* _Text section_:
* start *
Review: Sunday in the Park with George by Zach Theatre
by Michael Meigs

The Zach Theatre's staging of Stephen Sondheim's 1984 musical Sunday in the Park with George offers a tempting treat. Sondheim's oeuvre is extensive and varied, and I've had the opportunity to sample it only from time to time. Of course there are the most popular pieces, including West Side Story with Bernstein, A Funny Thing Happened on the Way to the Forum, and Into the Woods with James Lapine, so familiar that they now seem obvious; and then there are the moody and strange wonders such as A Little Night Music based on Bergman, Sweeney Todd The Demon Butcher of Fleet Street, and the astonishing, disturbing Assassins (staged last year by The Theatre Company in Bryan and opening tomorrow at The Public Theatre in San Antonio).

 

I had never seen Sunday in the Park with George, although I was familiar with Seraut's massive pointillist painting A Sunday Afternoon on the Island of La Grande Jatte. It's on display at the Art Institute of Chicago, where it's practically a destination for pilgrimages; in fact, not too long ago a close acquaintance staged her 'flash' civil wedding in front of that shimmering summery scene without notifying the museum authorities.
* end *
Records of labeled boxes
* start *
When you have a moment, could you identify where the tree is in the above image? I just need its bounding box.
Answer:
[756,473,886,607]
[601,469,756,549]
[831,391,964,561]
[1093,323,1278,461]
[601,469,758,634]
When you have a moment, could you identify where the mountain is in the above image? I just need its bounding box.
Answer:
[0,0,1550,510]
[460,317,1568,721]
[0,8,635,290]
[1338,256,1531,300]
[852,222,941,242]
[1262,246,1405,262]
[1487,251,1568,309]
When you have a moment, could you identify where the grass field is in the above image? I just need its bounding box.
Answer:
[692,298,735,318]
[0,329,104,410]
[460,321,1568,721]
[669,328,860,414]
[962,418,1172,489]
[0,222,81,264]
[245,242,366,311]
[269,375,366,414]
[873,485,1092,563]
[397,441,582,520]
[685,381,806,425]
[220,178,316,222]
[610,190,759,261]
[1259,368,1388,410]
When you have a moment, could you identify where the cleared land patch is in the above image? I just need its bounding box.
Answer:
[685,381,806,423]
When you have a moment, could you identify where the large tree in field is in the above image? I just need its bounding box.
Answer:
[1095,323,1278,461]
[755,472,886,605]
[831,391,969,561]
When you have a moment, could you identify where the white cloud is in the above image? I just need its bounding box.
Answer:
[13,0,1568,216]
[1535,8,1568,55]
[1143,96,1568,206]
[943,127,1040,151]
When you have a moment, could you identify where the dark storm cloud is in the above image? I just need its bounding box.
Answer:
* end *
* _Problem requirements_: From the review above, copy the stretch from "Review: Sunday in" through "in San Antonio)." word for word.

* _Task answer_:
Review: Sunday in the Park with George by Zach Theatre
by Michael Meigs

The Zach Theatre's staging of Stephen Sondheim's 1984 musical Sunday in the Park with George offers a tempting treat. Sondheim's oeuvre is extensive and varied, and I've had the opportunity to sample it only from time to time. Of course there are the most popular pieces, including West Side Story with Bernstein, A Funny Thing Happened on the Way to the Forum, and Into the Woods with James Lapine, so familiar that they now seem obvious; and then there are the moody and strange wonders such as A Little Night Music based on Bergman, Sweeney Todd The Demon Butcher of Fleet Street, and the astonishing, disturbing Assassins (staged last year by The Theatre Company in Bryan and opening tomorrow at The Public Theatre in San Antonio).